There is speculation amongst survivors of the 1967 Israeli attack on the USS Liberty and their supporters that a U.S. Navy submarine observed and filmed the attack through their periscope. The working theory is that the submarine was either the Amberjack or the USS Andrew Jackson. Seeing how the Amberjack was on a 3-month deployment to the eastern Mediterranean Sea to reconnoiter Egypt, this would mean she could, in theory, have been in the vicinity of the attack when it occurred. There is no confirmation of this theory and it remains speculative.

In 1988, the LBJ Presidential Library declassified and released a document from the Liberty archive with the “Top Secret—Eyes Only” security caveat (Document #12C sanitized and released 21DEC88 under review case 86–199). This “Memorandum for the Record” dated April 10, 1967 reported a briefing of the “303 Committee” by General Ralph D. Steakley. According to the memo, General Steakley “briefed the committee on a sensitive DOD project known as FRONTLET 615,” which is identified in a handwritten note on the original memorandum as “submarine within U.A.R. waters.” Further Freedom of Information Act requests returned no information on any project called “FRONTLET 615.” This has lent credence to the theory that a U.S. Navy submarine was present during the attack.

In February 1997, a senior member of the crew of the Amberjack told Liberty survivor James Ennes that he had watched the attack through the periscope and took pictures. When contacted, 4 crewmen stated that they were so close to the Liberty when it came under attack that some of the crew believed that the Amberjack herself was under attack by depth charges. Captain August Hubal, the commanding officer of the Amberjack at the time of the attack, insisted that the vessel was 100 miles (160 kilometers) from the Liberty. When told the crew believed they were closer, he replied “They must be mistaken.” On July 2, 2003, the National Security Agency stated that there had been “no radio intercepts made by the U.S. submarine Amberjack.” James Ennes believes that if the submarine photography does exist, it should show that the Liberty's flag was clearly visible to the attacking aircraft and torpedo boats, which would directly contradict the Israeli narrative of the attack.

== End of Service ==
On 9 July 1970, Amberjack arrived in her new home port, Key West, Florida, her base for the remainder of her service in the United States Navy. She made her last deployment to the Mediterranean between 27 November 1972, and 30 March 1973. On 17 October 1973, Amberjack was decommissioned at Key West, her name was struck from the Naval Vessel Register, was transferred to the Brazilian Navy, and was commissioned as Ceará (S-14).

☆ ☆ ☆ ☆

→ Required actions
1 - For each statement, answer yes or no based on the Amberjack passage and quote the words that decide it. (a) Captain August Hubal said the Amberjack was 100 miles from the Liberty. (b) Freedom of Information Act requests produced details about FRONTLET 615. (c) The Amberjack went to the Brazilian Navy after leaving U.S. service.
2 - According to the Amberjack passage, on what date was the Amberjack decommissioned?
3 - Reproduce the part of the Amberjack passage that opens with the words containing "There is speculation" and closes with "it remains speculative.".

[Image-grounded pointing data]
☆ ☆ ☆ ☆

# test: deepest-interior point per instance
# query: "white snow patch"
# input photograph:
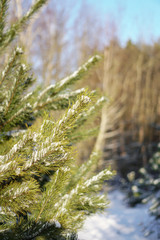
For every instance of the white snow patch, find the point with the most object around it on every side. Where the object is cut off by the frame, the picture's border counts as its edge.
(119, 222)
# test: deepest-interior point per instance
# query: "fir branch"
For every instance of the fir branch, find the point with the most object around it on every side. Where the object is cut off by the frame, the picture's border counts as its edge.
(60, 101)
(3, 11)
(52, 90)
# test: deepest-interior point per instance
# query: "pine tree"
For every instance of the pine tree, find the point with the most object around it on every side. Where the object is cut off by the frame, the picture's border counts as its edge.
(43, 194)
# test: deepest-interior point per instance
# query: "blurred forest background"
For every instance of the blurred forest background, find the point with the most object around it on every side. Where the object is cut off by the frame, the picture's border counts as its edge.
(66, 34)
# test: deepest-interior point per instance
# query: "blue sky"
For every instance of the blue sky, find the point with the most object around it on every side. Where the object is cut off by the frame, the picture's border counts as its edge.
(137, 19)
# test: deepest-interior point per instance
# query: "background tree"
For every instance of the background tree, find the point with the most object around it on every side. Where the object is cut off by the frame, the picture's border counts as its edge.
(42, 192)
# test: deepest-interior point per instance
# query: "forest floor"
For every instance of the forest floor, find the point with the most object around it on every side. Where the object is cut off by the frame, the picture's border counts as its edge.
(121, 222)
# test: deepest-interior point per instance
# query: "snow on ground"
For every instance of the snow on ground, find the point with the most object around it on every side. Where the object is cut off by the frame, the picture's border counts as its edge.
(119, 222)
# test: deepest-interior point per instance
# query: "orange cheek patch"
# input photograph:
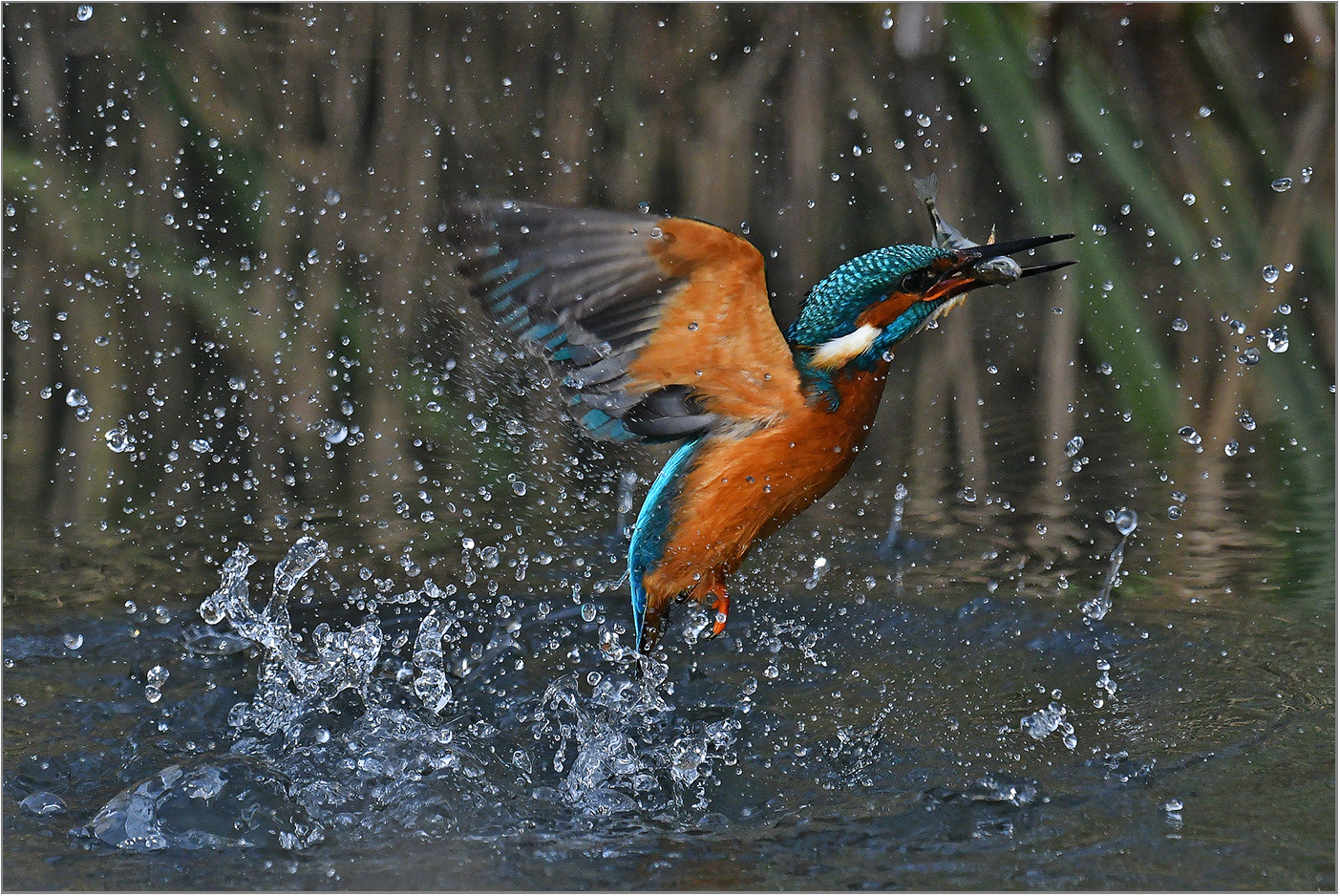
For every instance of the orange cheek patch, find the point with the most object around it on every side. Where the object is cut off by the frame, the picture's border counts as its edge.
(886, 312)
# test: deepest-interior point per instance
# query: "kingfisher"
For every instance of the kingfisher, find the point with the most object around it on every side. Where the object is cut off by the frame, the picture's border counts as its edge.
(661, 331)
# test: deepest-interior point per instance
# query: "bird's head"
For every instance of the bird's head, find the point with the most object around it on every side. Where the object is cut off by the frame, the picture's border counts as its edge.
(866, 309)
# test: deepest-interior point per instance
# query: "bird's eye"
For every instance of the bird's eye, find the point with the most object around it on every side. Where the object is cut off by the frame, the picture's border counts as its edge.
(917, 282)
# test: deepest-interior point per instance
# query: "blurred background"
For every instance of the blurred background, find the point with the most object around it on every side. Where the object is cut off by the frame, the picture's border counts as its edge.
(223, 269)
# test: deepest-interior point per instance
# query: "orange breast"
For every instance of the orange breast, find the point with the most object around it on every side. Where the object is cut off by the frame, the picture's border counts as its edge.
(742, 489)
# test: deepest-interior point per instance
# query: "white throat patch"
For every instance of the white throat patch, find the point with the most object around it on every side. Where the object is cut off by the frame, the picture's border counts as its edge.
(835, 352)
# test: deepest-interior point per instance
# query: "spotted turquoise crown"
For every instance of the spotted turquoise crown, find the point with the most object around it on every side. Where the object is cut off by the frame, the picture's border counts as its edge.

☆ ☆ ☆ ☆

→ Expected responses
1 -
(a) Yes: "insisted that the vessel was 100 miles (160 kilometers) from the Liberty"
(b) No: "Further Freedom of Information Act requests returned no information on any project called “FRONTLET 615.”"
(c) Yes: "was transferred to the Brazilian Navy, and was commissioned as Ceará (S-14)"

2 - 17 October 1973

3 -
There is speculation amongst survivors of the 1967 Israeli attack on the USS Liberty and their supporters that a U.S. Navy submarine observed and filmed the attack through their periscope. The working theory is that the submarine was either the Amberjack or the USS Andrew Jackson. Seeing how the Amberjack was on a 3-month deployment to the eastern Mediterranean Sea to reconnoiter Egypt, this would mean she could, in theory, have been in the vicinity of the attack when it occurred. There is no confirmation of this theory and it remains speculative.